(Study text)

From The Independent:
It is one of the most fickle industries in the world; who can keep up? No sooner have you got the hang of the latest singles-chart-topping fad than another act takes over.
Blur’s guitarist Graham Coxon, who tomorrow launches Oxjam, the UK’s largest charity music festival, has given up trying to follow pop’s fashions, claiming he knows “nothing about music”. The festival’s live line-up – the biggest this year – will give him a chance to “go out and have a look”. He faces an onslaught of more than 7,000 musicians performing in 800 venues over the next month.
Coxon, at 43 an industry veteran, bemoaned the current state of the music industry, claiming: “Not a lot of groundbreaking stuff is being made, and it hasn’t been at any point for a number of years.” He claims 1965 was the last real moment of change, and added: “If you compare [music] with the 1970s, it’s pretty poor.” So why is he bothering with Oxjam? “It’s charity,” he concedes, “and it has done great things.”

(End Study text)
(Available data)

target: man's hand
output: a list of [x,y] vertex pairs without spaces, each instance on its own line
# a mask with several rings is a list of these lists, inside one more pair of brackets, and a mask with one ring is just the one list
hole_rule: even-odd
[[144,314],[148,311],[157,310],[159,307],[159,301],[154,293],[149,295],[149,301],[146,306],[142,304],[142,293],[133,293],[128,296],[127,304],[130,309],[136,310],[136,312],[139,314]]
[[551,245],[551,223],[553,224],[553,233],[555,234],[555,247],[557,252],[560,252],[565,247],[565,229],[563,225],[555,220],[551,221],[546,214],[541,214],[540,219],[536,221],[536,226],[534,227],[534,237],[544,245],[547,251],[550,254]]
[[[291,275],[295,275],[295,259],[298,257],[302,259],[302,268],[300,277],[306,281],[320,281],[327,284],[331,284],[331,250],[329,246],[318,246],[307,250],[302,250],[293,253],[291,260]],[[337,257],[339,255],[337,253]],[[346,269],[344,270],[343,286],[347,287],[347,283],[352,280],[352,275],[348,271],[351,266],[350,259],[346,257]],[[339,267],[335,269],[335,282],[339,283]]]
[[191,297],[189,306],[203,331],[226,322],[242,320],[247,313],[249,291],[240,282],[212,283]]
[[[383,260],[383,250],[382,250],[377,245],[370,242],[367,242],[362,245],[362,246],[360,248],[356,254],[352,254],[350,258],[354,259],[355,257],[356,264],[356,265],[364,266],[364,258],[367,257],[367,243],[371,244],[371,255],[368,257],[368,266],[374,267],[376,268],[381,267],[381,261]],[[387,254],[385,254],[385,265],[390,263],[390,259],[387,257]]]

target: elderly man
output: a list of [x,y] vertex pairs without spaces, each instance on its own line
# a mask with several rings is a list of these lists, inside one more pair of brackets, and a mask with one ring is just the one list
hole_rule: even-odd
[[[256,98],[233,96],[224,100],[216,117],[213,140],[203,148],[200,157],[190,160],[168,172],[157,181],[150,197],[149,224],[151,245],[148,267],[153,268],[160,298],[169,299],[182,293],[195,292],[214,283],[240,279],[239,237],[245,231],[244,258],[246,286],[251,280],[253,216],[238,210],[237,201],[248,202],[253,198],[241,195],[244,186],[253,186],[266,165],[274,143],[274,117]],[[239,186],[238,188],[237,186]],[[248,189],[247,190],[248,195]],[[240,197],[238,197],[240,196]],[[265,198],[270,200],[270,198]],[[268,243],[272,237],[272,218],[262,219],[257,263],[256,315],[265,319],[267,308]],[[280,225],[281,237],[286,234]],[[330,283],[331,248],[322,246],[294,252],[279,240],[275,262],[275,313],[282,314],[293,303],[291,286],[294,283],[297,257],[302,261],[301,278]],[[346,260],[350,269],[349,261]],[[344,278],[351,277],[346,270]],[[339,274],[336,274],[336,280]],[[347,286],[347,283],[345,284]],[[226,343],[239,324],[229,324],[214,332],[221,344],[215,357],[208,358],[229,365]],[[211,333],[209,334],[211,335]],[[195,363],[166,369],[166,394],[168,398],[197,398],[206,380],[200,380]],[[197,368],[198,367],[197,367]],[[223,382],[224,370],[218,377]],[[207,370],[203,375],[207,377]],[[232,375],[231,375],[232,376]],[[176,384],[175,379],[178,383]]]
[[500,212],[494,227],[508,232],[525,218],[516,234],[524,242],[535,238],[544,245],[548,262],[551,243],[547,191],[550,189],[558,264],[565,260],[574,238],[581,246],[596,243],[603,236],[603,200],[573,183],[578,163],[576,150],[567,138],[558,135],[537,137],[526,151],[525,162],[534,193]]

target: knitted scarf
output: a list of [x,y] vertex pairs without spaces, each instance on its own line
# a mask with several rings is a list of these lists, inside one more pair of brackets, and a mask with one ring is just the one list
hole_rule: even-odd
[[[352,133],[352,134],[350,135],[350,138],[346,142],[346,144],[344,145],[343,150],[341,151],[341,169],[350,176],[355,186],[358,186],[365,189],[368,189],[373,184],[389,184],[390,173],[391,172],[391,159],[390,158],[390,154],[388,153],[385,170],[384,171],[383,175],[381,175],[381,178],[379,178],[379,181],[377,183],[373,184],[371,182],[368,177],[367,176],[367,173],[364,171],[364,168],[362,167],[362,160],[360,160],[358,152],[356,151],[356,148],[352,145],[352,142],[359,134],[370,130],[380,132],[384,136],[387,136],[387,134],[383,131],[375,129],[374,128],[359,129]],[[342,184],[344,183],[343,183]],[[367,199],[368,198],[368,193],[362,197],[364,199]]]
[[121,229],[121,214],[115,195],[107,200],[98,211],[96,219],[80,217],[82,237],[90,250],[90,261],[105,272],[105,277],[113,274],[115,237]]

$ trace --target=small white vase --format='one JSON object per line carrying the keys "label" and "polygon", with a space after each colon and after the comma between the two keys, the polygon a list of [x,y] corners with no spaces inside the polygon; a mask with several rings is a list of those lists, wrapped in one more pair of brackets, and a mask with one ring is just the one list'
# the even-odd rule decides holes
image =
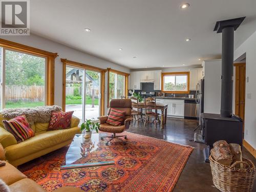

(End Available data)

**Prompt A**
List every passage that the article on Graham Coxon and Oxjam places inside quotation marks.
**Prompt B**
In the article on Graham Coxon and Oxjam, rewrite the passage that begins at the words "Blur’s guitarist Graham" and stops after "the next month.", putting "locations" in place of "venues".
**Prompt C**
In the article on Graham Coxon and Oxjam, which year does Coxon name as the last real moment of change?

**Exercise response A**
- "nothing about music"
- "go out and have a look"
- "Not a lot of groundbreaking stuff is being made, and it hasn't been at any point for a number of years."
- "If you compare [music] with the 1970s, it's pretty poor."
- "It's charity,"
- "and it has done great things."

**Exercise response B**
Blur’s guitarist Graham Coxon, who tomorrow launches Oxjam, the UK’s largest charity music festival, has given up trying to follow pop’s fashions, claiming he knows “nothing about music”. The festival’s live line-up – the biggest this year – will give him a chance to “go out and have a look”. He faces an onslaught of more than 7,000 musicians performing in 800 locations over the next month.

**Exercise response C**
1965